__PROMPT__
Go through the records below and copy out each line that contains the word "wheel".

__EXCERPTED RECORDS__
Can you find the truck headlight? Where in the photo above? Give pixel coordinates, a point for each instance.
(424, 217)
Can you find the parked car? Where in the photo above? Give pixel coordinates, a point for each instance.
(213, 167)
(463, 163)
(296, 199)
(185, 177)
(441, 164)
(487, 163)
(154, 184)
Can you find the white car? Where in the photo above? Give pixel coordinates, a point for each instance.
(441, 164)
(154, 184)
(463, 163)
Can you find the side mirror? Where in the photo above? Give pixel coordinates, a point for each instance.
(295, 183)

...

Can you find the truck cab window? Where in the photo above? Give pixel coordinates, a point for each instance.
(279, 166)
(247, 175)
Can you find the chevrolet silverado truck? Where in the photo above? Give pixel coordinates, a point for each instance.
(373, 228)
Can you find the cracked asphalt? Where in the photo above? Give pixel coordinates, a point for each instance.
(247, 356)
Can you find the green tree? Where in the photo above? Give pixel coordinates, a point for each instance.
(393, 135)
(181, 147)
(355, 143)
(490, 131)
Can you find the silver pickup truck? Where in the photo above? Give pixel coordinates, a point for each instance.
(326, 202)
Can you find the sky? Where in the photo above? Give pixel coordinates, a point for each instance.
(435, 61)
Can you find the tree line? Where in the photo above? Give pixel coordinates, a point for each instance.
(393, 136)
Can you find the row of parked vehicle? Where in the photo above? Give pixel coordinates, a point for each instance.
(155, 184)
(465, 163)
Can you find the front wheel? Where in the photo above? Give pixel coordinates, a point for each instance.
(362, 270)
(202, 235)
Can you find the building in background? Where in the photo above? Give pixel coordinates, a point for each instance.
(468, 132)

---

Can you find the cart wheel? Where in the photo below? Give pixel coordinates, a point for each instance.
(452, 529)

__TASK OUTPUT__
Can you find the front wheel? Where in the photo above? Give pixel coordinates, a point for each instance.
Can you find the cart wheel? Where in the photo below? Give pixel coordinates, a point for each instance.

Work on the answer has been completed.